WHAT THIS TASK INVOLVES:
Using the entries below, return word for word the lines from the one containing "Challenge: tow hook" up to and including the last.

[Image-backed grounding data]
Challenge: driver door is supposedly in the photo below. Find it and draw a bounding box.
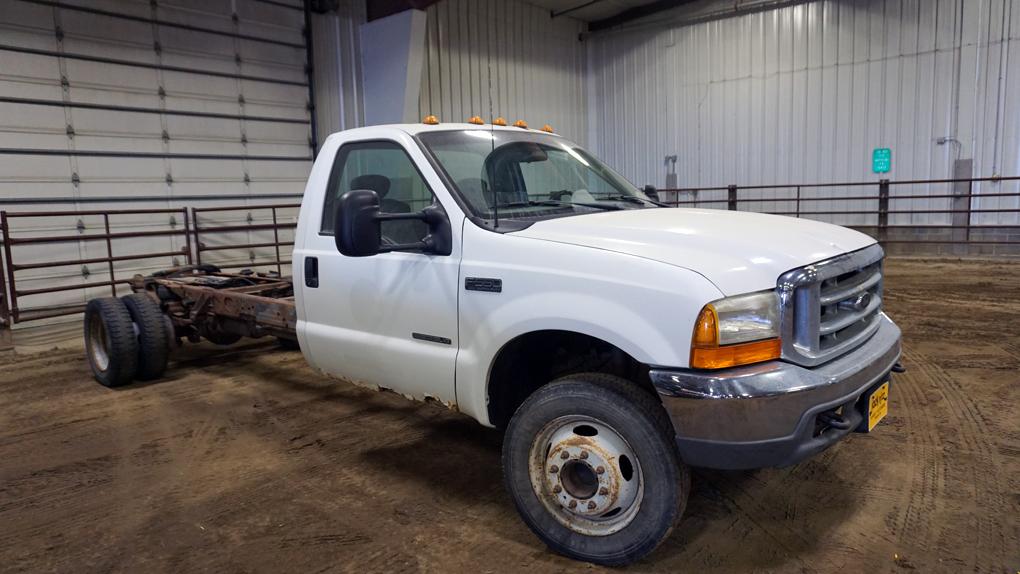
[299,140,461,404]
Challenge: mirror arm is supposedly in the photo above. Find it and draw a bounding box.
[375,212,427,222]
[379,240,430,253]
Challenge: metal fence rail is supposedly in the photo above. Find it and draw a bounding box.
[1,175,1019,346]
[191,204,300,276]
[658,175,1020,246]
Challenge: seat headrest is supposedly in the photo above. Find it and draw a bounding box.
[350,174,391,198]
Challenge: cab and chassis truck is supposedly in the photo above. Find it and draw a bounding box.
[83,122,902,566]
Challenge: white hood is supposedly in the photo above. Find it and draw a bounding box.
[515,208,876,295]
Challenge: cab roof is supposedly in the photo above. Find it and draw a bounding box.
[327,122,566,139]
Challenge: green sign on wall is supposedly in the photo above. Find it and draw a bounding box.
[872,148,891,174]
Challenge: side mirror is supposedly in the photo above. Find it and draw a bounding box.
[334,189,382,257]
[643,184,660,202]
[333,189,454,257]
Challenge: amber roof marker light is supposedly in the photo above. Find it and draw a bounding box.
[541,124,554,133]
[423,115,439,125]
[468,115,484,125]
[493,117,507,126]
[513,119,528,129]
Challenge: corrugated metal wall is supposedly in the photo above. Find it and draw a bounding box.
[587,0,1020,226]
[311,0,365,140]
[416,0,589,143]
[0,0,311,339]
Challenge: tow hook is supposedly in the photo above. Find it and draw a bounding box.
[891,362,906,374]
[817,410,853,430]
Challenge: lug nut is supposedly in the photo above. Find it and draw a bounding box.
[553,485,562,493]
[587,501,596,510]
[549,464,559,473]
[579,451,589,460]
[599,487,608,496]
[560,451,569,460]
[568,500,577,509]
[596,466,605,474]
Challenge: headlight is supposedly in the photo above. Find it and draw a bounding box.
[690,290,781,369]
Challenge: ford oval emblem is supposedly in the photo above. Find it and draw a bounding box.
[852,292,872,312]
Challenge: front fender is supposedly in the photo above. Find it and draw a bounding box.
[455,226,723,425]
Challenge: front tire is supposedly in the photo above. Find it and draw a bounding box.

FINISHED EXERCISE:
Challenge: tow hook is supposedly in the photo above. Find it and draw a bounding box.
[891,362,906,374]
[817,410,853,430]
Challenge: lug nut is supposedly in the photo above. Find it and draw a bounding box.
[553,485,562,493]
[587,501,596,510]
[549,464,559,473]
[579,451,589,460]
[599,487,608,496]
[560,451,569,460]
[568,500,577,509]
[596,466,605,474]
Challenge: headlight is supposedly in the photo above. Find it and draw a bounding box.
[690,290,781,369]
Challenge: ford oval emblem is supposedly in the photo above. Find it and draw a bounding box.
[852,292,872,312]
Challenge: front fender is supposedly in the photo above. Find it and draw a bounding box.
[455,226,723,425]
Challenge: front tire is supposedly in the photo above. Find it and draw a bounding box.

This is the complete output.